WHAT YOU NEED TO DO → Pick out every line in the items below that contains the word "rock", and copy each of those lines.

■ ■ ■ ■

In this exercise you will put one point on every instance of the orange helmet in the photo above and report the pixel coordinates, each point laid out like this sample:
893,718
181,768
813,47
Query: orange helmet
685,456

■ ■ ■ ■

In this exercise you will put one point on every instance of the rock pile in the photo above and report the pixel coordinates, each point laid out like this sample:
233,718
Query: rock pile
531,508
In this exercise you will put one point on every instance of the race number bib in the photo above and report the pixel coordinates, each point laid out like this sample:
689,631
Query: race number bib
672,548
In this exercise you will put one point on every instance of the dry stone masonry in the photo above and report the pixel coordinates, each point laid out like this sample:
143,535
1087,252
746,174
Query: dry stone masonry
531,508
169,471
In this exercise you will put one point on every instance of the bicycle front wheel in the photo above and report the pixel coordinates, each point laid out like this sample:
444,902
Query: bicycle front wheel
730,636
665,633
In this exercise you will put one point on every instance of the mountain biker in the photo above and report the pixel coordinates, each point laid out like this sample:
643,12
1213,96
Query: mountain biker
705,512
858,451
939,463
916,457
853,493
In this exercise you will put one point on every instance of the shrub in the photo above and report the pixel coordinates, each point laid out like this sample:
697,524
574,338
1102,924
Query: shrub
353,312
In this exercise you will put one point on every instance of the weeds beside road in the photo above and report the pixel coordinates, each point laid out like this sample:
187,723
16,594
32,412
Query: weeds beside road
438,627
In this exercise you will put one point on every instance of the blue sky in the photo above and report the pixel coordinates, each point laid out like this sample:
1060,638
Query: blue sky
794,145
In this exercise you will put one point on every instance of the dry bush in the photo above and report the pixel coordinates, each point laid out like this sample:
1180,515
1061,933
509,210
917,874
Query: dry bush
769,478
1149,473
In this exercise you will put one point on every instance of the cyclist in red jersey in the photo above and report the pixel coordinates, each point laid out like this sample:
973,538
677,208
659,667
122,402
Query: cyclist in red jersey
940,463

■ ■ ■ ■

RESULT OF THE TASK →
In this exercise you will put one point on every instance of the rock pile in the photo above and report the pixel coordinates, each point laid out like this sample:
Query: rock pile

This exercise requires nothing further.